A buyer's guide to selecting the best data warehouse product
A collection of articles that takes you from defining technology needs to purchasing options
Numerous options exist for buying a data warehouse platform. Although evaluating them need not be a complicated process, taking the appropriate steps will help to ensure that you invest in the best technology possible for your organization's particular business needs.
As we've addressed in this series, there are multiple types of data warehouse platforms, as well as different deployment options and various use cases for data warehousing. Once you've decided to invest in a data warehouse platform, the next step is to create a process for evaluating the available products and then find the one that best fits your requirements. To do this, let's first identify important platform features that enable effective data warehouse development. Then we can pinpoint the deployment option that best matches your requirements.
Features for effective data warehouse development
As we examine the following data warehouse platform features, keep in mind that your implementation and usage requirements will dictate which are most important to you. Not every data warehouse project requires all of the features discussed. As you evaluate specific products (which we'll cover in a separate article), you can use the following to help you dig deeper into the specific features supported by each vendor. With that caveat in mind, a data warehouse provides the following key capabilities:
It offers a consistent view of data. To effectively support business intelligence (BI) applications for analyzing and reporting on historical business activities, a data warehouse platform must be capable of pulling data from multiple source systems and making it look like a single pool of information. Data needed for BI uses is extracted from operational systems and typically transformed to make it consistent, and then loaded into the data warehouse for analysis.
It enables your organization to model and create database designs for data warehousing. A common requirement for a data warehouse is for the database schema to be partially denormalized in order to optimize query and analytical performance. By contrast, online transaction processing systems typically rely on fully normalized schemas to guarantee data consistency and integrity.
In practice, that means the data warehouse is usually designed around a dimensional model, with a central fact of interest and multiple dimensions across which that fact is analyzed. For example, let's say we're interested in analyzing company sales -- there are many dimensions that can shape how this information is analyzed, such as product, territory, store and time. In a simple case, we may ask for total sales (fact) by product (dimension) for January 2016 (dimension) in the Southeast territory (dimension).
To enable such analysis, data warehouses use dimensional models known as star schema and snowflake schema. For a star schema design, multiple dimension tables are associated with a single fact table using a one-to-many relationship. The snowflake schema is similar to the star schema, but dimensions can be stored in multiple, normalized tables instead of a single dimensional table. When reviewing data warehouse platforms, be sure to factor in their built-in support for star schema and snowflake schema database design and query optimization.
It supports OLAP functions to enable your data warehouse to process BI queries. Examples of online analytical processing functions include the ability to drill down, roll up, pivot and rank data. The benefit of OLAP functions is that they enable developers and end users to code less complex queries. Additionally, OLAP functions typically outperform more complex queries conducting the same tasks. If the query and SQL capabilities of the data warehouse platform don't support built-in OLAP functionality, you will likely need to purchase add-on query tools that offer such features.

_PROBLEM A_.
In the data warehouse guide, how does a snowflake schema differ from a star schema?
_PROBLEM B_.
Repeat the stretch of the data warehouse guide from "It supports OLAP" through "offer such features.".

_GIVEN DATA_.

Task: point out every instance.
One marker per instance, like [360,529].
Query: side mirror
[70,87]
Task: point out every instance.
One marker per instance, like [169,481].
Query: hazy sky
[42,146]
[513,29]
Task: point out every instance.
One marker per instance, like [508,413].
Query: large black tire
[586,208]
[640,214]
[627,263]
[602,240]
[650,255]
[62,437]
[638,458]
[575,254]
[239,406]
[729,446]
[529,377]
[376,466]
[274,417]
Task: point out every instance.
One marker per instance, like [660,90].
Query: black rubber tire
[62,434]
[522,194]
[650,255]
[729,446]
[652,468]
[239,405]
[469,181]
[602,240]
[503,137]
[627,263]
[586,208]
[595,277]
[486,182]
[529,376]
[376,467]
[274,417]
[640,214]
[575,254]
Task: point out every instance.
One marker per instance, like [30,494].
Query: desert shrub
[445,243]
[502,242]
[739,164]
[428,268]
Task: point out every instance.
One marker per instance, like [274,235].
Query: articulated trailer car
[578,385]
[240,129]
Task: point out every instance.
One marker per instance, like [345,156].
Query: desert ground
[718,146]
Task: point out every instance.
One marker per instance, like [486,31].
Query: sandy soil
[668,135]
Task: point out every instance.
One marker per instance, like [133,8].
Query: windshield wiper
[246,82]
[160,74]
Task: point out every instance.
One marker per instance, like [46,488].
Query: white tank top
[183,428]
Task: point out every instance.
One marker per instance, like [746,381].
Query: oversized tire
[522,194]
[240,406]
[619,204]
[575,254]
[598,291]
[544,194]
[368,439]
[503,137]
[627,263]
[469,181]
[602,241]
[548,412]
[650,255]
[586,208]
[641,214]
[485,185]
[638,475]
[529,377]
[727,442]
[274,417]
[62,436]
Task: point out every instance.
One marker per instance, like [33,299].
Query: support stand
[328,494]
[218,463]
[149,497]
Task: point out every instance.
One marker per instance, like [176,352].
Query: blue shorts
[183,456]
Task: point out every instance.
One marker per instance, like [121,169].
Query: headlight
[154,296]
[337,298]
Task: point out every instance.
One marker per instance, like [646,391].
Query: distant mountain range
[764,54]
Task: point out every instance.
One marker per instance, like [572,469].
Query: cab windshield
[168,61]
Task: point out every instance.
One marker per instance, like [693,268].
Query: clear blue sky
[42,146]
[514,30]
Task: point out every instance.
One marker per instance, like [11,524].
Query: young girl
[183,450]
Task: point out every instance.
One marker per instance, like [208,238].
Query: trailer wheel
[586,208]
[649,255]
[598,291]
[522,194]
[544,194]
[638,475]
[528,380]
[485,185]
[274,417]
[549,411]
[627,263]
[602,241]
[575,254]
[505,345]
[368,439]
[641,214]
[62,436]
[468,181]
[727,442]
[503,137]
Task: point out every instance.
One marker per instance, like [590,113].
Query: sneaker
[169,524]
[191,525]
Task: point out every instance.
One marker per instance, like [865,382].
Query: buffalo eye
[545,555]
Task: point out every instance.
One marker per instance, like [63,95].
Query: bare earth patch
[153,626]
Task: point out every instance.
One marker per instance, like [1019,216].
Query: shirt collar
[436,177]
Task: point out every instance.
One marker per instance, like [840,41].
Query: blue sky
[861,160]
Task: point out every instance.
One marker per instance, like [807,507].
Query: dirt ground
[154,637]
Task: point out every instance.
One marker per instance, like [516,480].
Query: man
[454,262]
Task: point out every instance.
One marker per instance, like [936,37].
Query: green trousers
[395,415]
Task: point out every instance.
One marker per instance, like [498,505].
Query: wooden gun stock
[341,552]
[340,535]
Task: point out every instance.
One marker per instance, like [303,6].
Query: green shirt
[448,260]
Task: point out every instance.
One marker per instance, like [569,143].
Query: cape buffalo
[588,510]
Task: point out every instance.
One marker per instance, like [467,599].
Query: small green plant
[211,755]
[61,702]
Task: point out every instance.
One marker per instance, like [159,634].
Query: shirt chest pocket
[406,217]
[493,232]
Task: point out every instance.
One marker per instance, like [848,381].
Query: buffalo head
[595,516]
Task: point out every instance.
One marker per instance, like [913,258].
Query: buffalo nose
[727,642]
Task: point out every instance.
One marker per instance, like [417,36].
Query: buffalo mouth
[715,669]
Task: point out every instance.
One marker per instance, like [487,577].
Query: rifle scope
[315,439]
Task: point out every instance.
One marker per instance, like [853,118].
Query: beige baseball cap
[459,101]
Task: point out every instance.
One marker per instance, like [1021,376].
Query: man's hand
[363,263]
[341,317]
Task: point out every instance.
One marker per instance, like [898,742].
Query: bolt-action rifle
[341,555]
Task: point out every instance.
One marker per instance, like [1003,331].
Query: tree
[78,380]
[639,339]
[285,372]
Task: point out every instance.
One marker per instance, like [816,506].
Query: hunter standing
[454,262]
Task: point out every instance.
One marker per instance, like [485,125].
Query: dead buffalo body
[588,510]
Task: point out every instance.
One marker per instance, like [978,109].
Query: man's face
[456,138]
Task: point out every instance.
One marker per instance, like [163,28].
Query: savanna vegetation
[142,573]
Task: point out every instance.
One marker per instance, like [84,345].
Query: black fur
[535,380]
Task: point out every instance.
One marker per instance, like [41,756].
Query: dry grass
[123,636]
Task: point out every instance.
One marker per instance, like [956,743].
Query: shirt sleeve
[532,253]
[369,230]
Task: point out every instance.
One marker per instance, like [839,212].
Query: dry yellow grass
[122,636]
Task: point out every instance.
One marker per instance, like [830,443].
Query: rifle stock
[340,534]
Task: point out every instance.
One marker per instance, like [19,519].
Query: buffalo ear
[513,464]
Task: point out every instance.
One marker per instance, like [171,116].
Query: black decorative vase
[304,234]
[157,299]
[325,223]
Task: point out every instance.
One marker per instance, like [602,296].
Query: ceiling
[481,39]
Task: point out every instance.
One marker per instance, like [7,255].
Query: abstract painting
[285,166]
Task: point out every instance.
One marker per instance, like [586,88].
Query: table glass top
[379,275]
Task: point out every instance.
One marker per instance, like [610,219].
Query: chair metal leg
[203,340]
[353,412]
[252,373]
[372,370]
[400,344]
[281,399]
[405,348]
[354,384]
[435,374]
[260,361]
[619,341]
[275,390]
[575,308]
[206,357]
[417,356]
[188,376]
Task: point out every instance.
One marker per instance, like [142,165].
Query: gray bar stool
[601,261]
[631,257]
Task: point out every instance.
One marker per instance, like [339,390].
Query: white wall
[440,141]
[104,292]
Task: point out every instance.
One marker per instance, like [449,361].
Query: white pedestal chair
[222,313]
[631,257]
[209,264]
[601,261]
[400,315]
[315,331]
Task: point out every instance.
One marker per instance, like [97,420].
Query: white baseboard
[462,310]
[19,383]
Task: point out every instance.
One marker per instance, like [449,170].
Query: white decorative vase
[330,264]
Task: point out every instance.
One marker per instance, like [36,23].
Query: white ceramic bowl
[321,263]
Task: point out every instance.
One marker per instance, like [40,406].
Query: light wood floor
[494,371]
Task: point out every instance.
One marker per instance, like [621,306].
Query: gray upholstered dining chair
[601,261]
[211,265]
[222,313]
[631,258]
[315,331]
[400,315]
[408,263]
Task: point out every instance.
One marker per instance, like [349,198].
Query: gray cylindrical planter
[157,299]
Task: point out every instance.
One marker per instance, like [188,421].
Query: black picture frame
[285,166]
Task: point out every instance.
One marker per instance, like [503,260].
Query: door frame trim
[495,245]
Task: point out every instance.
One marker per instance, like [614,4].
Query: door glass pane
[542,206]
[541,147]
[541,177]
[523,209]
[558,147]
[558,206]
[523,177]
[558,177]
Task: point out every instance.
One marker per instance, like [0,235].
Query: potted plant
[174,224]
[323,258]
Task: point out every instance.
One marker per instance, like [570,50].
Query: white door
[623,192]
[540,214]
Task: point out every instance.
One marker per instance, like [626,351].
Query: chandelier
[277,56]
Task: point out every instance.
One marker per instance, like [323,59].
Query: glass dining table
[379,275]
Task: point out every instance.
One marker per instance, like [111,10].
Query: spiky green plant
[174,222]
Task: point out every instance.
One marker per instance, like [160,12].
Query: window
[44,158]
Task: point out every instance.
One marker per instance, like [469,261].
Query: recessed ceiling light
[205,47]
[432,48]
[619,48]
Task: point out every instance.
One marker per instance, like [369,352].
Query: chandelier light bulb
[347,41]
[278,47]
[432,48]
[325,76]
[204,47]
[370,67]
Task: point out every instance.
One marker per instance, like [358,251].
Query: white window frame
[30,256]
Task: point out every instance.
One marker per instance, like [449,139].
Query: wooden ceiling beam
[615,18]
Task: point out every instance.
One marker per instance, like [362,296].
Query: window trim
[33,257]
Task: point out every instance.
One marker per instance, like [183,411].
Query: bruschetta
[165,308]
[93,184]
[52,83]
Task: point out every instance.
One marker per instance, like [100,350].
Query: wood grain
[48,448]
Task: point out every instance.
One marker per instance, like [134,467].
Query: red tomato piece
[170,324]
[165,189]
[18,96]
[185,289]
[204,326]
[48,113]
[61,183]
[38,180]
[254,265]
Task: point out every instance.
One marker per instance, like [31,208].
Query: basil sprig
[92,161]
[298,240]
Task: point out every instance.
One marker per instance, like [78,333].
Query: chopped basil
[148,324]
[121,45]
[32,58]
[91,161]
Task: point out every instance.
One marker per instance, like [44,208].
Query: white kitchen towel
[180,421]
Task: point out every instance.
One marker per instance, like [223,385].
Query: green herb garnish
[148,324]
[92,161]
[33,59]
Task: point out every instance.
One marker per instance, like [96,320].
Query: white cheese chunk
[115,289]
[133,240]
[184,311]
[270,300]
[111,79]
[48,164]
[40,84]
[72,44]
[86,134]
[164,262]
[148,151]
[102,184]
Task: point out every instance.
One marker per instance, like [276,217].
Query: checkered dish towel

_EXERCISE RESPONSE A_.
In a snowflake schema, dimensions can be stored in multiple, normalized tables instead of a single dimensional table.

_EXERCISE RESPONSE B_.
It supports OLAP functions to enable your data warehouse to process BI queries. Examples of online analytical processing functions include the ability to drill down, roll up, pivot and rank data. The benefit of OLAP functions is that they enable developers and end users to code less complex queries. Additionally, OLAP functions typically outperform more complex queries conducting the same tasks. If the query and SQL capabilities of the data warehouse platform don't support built-in OLAP functionality, you will likely need to purchase add-on query tools that offer such features.